• INSTRUCTION
Show every line of the material below that contains the word "windshield", matching case, and copy each line in full.

━━ SOURCE DATA ━━

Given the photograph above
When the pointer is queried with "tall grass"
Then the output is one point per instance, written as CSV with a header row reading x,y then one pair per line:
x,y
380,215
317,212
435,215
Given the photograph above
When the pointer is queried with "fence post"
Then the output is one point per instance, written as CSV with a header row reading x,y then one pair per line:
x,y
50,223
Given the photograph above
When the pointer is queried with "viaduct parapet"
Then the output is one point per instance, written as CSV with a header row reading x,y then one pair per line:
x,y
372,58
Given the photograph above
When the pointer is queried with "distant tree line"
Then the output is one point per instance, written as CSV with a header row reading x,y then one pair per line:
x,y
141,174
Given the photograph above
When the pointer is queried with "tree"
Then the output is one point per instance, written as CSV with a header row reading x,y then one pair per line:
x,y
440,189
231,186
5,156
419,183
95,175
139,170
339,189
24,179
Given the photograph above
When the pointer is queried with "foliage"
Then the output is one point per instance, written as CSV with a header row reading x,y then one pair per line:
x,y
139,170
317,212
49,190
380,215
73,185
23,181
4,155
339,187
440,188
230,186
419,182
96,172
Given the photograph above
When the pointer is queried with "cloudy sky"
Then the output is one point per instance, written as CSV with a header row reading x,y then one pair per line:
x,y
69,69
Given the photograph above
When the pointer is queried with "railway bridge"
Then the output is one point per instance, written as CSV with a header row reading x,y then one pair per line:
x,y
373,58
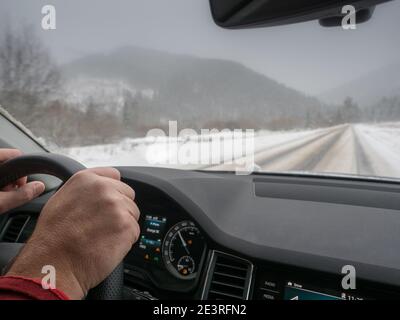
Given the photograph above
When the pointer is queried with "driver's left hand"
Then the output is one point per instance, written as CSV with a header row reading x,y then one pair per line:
x,y
20,192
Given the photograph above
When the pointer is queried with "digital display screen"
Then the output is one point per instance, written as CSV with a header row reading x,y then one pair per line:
x,y
296,291
151,238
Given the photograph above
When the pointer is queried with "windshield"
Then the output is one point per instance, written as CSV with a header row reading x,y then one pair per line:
x,y
157,83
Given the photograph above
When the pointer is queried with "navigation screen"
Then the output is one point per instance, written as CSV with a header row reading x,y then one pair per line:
x,y
296,291
151,238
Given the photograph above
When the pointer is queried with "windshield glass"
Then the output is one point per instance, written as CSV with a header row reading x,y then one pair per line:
x,y
157,83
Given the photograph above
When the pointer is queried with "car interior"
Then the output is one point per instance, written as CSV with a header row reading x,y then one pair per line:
x,y
217,235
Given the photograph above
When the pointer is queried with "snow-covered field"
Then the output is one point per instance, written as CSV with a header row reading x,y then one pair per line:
x,y
368,149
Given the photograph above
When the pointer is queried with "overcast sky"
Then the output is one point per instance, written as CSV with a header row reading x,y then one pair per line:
x,y
303,56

━━━

• RESPONSE TO THE TASK
When the pointer is queried with "windshield"
When the pointer is queried with "windshield glass"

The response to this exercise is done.